> [ACTIVITY]
Word for word, print out all of the data, omitting every image.

RECORDS PROVIDED START

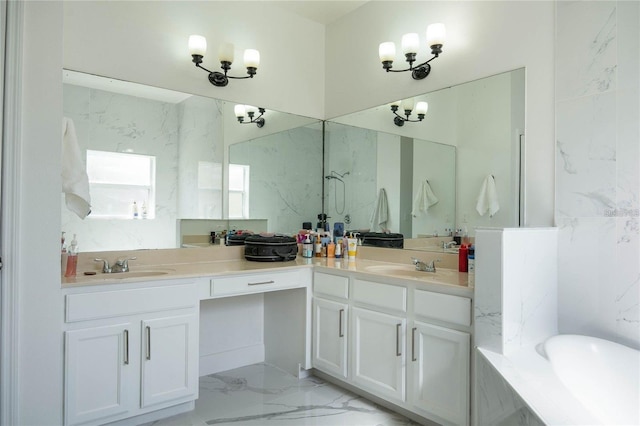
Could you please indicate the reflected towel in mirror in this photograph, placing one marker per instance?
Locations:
(488, 197)
(380, 214)
(423, 199)
(75, 182)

RECORDS PROVIDED END

> [EXERCISE RESULT]
Could you please indicate the reflected towel in mirror in this photograph, placing one marker per instance?
Locations:
(488, 197)
(380, 214)
(423, 199)
(75, 182)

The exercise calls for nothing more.